Action item:
Does each statement below agree with the text on Har Gobind Khorana? For each, answer yes or no and quote the words from the text that decide it.
1. Khorana was taught at home by his father until he was ready for high school.
2. Khorana earned his PhD at Punjab University in Lahore.
3. Khorana's family was wealthy.

*** Page extract Section Begins ***

Har Gobind Khorana
Nobel Prize-Winning Biochemist
(1922 - 2007)

Early Life and Education

Dr. Har Gobind Khorana (or Hargobind Khorana) was born January 9, 1922, in Raipur, Punjab, which was then part of British India (now part of Pakistan). His family was Hindu, and his father was a local taxation official, or patwari, who homeschooled Har Gobind until he was ready for high school studies.

His family was poor, but literacy and education were important to them, which was unusual in their village. Khorana’s college studies were as follows:

  • Bachelor of Science, 1943:Punjab University in Lahore (later part of Pakistan)
  • Master of Science, 1945:Punjab University in Lahore (later part of Pakistan)
  • PhD, 1948:University of Liverpool
  • Postdoctoral Research:Swiss Federal Institute of Technology, Zurich (1948-1949)
  • University of Cambridge (1950-1952)

*** Page extract Section Ends ***
*** Record set Section Begins ***

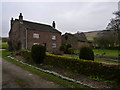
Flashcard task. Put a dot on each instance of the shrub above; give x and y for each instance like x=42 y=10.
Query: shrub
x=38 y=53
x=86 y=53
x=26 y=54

*** Record set Section Ends ***

Output for this exercise:
1. Yes: "his father was a local taxation official, or patwari, who homeschooled Har Gobind until he was ready for high school studies"
2. No: "PhD, 1948:University of Liverpool"
3. No: "His family was poor"